• REQUIRED ACTION: Set down all of the data exactly. Pictures stay out of the copy.

──────── TASK INPUT

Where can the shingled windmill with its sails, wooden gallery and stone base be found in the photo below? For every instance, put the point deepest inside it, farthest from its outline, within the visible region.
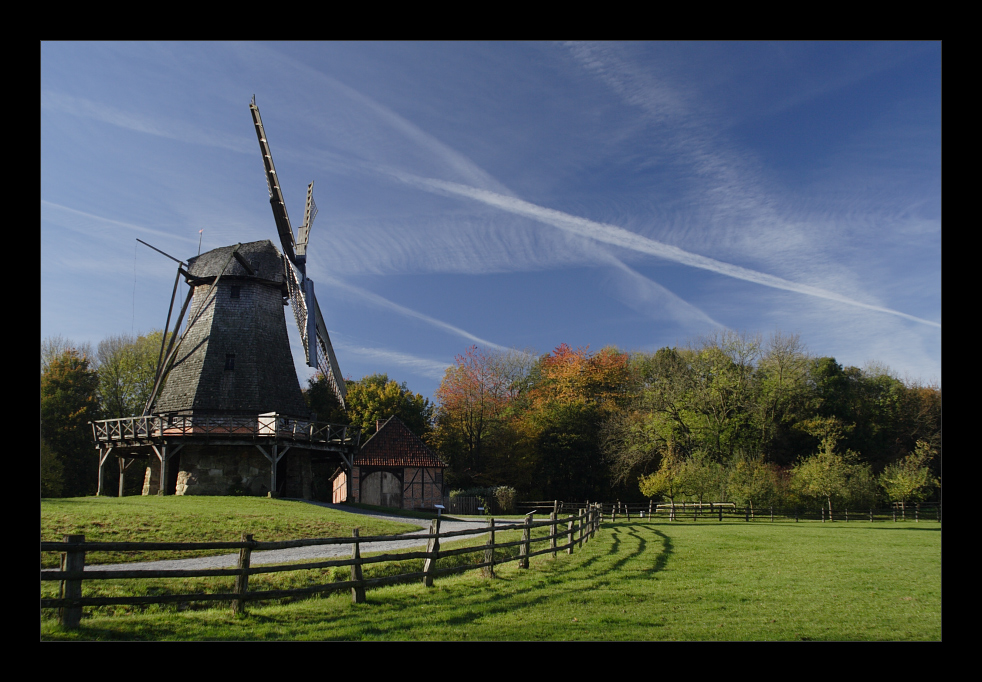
(226, 414)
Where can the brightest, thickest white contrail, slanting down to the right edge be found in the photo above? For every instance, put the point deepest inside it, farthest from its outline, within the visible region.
(618, 236)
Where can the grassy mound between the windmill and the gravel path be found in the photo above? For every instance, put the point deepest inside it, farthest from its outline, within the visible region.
(195, 519)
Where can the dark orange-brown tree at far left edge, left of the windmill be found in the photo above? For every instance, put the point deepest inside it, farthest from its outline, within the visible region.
(69, 400)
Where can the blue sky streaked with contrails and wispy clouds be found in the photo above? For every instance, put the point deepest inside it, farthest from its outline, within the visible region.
(510, 195)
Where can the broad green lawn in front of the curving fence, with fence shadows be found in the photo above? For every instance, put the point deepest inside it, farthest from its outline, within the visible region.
(636, 580)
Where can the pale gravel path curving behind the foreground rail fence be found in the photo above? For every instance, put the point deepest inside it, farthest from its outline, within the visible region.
(311, 553)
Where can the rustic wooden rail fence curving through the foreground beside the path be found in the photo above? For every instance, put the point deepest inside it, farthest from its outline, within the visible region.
(572, 531)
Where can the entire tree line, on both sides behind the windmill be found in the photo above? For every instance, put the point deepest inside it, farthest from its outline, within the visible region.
(727, 417)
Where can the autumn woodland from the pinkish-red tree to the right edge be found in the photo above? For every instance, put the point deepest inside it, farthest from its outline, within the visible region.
(728, 417)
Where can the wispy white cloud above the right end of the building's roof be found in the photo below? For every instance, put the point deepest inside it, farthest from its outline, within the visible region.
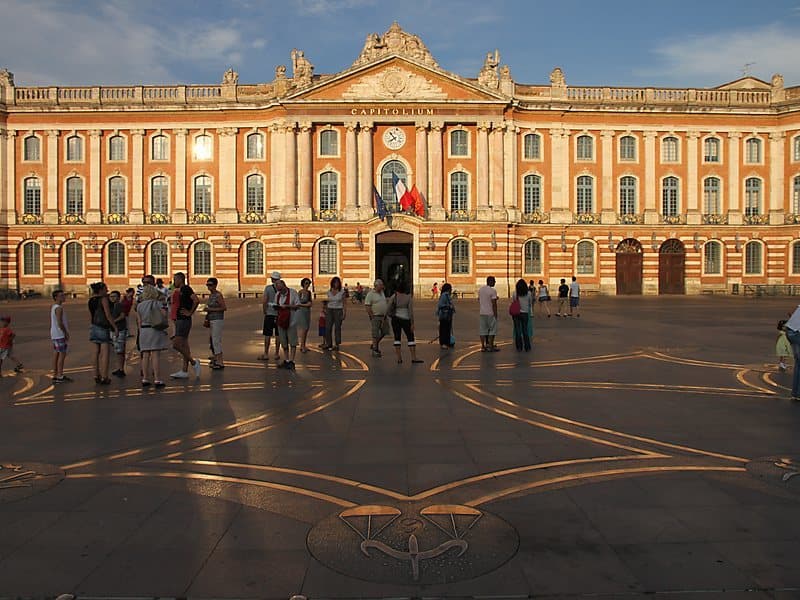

────────────────

• FINISHED TASK:
Where can the shingled windmill with its sails, wooden gallery and stone base be found in the photo below? For every instance, put the point deepest inside it, farthest from its outline, within the visible region.
(226, 414)
Where can the brightest, thickest white contrail, slanting down to the right edge be found in the photo above? For every instance, put the point deepest inside it, farthest from its outline, within the visible region.
(618, 236)
Where can the grassy mound between the windmill and the gravel path be found in the photo above? For every instance, put the point deepest inside it, farthest from its outline, within the visible region.
(195, 519)
Where can the dark orange-brown tree at far left edge, left of the windmill be found in the photo above? For every instance, put the point deepest inside it, farthest from its outline, within the visible region.
(69, 400)
Where can the blue sky streaked with contrails and wispy clouds be found in the photo above? For every instance, put the point deepest inside it, farthest from its outline, within the visible region.
(510, 195)
Where can the broad green lawn in front of the curving fence, with fence shadows be found in the photo above? For every instance, put the point deepest inside it, farthest from its outline, within the visible region.
(636, 580)
Where can the pale gravel path curving behind the foreground rail fence be found in the photo above? For every instance, put the point deepest inside it, farthest from its outline, within the visible region.
(311, 553)
Where can the rustic wooden rail fence curving through the foreground beside the path be found in the photo above? For every instance, put the point deepest inside it, farthest from its outline, within the visible region.
(572, 531)
Where can the entire tree line, on both sides behind the windmill be found in the photo above? For every instance, put the point deepest inside it, farthest from its outline, within the visible region.
(727, 417)
Where can the autumn woodland from the pinkish-red tree to the right edge be found in the photo above? For every instance, put the point deepest inside it, farthest from its outline, within the visible region.
(728, 417)
Where can the wispy white cloud above the right end of the building's roof be found in the photo below? For every instance, put the point deepest inside it, farthest from its outline, within the visible region.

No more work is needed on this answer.